◆ What you have to do ◆
What is needed is an exact transcription of every record below.

━━━━

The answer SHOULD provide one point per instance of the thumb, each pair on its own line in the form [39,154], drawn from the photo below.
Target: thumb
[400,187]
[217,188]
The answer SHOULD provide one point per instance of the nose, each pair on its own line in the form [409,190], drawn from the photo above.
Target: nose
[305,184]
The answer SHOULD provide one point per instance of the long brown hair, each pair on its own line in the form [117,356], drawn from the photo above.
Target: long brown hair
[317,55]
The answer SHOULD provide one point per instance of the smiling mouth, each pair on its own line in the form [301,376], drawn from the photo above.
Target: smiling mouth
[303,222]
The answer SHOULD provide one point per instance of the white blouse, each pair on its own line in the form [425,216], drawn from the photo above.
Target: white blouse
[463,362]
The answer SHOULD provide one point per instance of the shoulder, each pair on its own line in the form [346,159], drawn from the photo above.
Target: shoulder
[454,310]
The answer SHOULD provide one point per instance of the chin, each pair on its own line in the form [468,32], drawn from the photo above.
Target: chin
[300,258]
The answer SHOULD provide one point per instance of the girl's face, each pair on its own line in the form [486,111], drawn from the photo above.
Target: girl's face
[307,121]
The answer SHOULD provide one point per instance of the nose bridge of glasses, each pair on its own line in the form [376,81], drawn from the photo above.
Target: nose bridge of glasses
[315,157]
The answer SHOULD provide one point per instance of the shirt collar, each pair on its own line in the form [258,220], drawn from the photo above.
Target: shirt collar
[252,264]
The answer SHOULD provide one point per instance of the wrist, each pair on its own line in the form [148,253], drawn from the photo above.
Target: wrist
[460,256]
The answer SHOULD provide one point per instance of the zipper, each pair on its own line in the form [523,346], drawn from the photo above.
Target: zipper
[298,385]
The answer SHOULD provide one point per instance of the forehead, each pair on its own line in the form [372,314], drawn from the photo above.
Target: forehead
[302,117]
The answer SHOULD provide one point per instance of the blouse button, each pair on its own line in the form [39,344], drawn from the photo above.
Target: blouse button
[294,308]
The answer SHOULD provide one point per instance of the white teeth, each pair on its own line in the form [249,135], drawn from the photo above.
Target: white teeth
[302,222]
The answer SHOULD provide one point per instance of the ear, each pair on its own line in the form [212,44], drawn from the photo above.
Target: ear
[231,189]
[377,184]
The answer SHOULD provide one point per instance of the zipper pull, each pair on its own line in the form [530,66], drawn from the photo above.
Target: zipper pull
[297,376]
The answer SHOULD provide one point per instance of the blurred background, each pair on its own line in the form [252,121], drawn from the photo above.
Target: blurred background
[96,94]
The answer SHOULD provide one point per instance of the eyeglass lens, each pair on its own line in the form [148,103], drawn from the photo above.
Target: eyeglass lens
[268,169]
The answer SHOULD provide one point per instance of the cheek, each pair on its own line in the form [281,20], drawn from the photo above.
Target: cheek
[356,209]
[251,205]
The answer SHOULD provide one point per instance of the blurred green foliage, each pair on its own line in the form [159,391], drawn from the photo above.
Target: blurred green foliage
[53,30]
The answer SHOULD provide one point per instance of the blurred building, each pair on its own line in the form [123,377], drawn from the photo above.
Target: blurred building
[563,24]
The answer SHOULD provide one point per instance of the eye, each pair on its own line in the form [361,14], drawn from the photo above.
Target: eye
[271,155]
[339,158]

━━━━

◆ Response below ◆
The answer SHOULD provide one point per instance of the thumb, each pair on its own line in the form [39,154], drawn from the photo below.
Target: thumb
[400,187]
[217,188]
The answer SHOULD provide one point per instance of the nose, each pair on its own line in the form [409,190], drawn from the photo above.
Target: nose
[305,184]
The answer SHOULD provide one point per instance of the long brown hair, each pair on its own line in the form [117,356], drawn from the photo above.
Target: long brown hair
[317,55]
The answer SHOULD provide one point per instance of the smiling mouth, each pair on its own line in the form [301,376], drawn from the photo above.
Target: smiling mouth
[303,222]
The answer SHOULD provide one point per instance of the white blouse, each pair on its own line in the form [425,216], drawn from the photo above.
Target: white blouse
[463,362]
The answer SHOULD provide one point per instance of the shoulder, each pair on its own line in the form [346,159], drawn from the photo above.
Target: shoulder
[454,310]
The answer SHOULD provide one point per instance of the chin, each pair on its own line in the form [468,32], drawn from the photo above.
Target: chin
[300,258]
The answer SHOULD provide one point per instance of the girl's face, each pair on its own line in the form [486,111], drawn from the photo above.
Target: girl's face
[307,121]
The answer SHOULD provide one point per instance of the nose bridge of glasses, each pair on its own line in the form [376,81], drawn from the photo above.
Target: nose bridge of glasses
[315,157]
The answer SHOULD provide one point per instance of the shirt collar, each pair on its own line in the form [258,220], drawn from the photo above.
Target: shirt collar
[252,264]
The answer SHOULD provide one point per instance of the wrist, each pair on its own line in the form [148,253], drawn from the photo above.
Target: wrist
[460,256]
The answer SHOULD provide one point per instance of the zipper, each pair on its own line in the form [523,346], drawn from the photo above.
Target: zipper
[298,385]
The answer SHOULD provide one point per instance of the forehead, each pair on its own line in the form [372,314], drawn from the photo above.
Target: forehead
[302,117]
The answer SHOULD provide one point per instance of the blouse button, each pair on its own line in the form [39,344], drawn from the photo above.
Target: blouse button
[294,308]
The answer SHOULD provide one point per instance of the white teeth, each pair on its own line in the form [249,135], drawn from the photo above.
Target: white teeth
[302,222]
The answer SHOULD provide one point per instance of the ear, each pair on its own line in the form [212,44], drawn from the photo above.
Target: ear
[231,189]
[377,184]
The answer SHOULD provide one point per instance of the zipper pull, each pair on its own line in the form [530,66], drawn from the photo above.
Target: zipper pull
[297,376]
The answer SHOULD provide one point per instance of the blurred background, each pair on its own line in the form [252,121], drawn from the photo above.
Target: blurred background
[96,94]
The answer SHOULD provide one point per instance of the eyeglass lens, each pair on its own line in the form [148,103], drawn from the photo above.
Target: eyeglass lens
[268,169]
The answer SHOULD provide one point per instance of the cheek, each pair on its own line in the form [281,20], drawn from the photo above.
Target: cheek
[356,209]
[251,205]
The answer SHOULD provide one point per instance of the blurred green foliage, each pair on its own line in the form [159,391], drawn from the photo above.
Target: blurred green foliage
[53,30]
The answer SHOULD provide one point per instance of the blurred building, each pair on its own line in the form [123,377], drawn from the photo above.
Target: blurred building
[563,24]
The answer SHOULD provide one point per instance of the eye, each pair on its own line in the form [361,14], drawn from the photo above.
Target: eye
[271,155]
[339,158]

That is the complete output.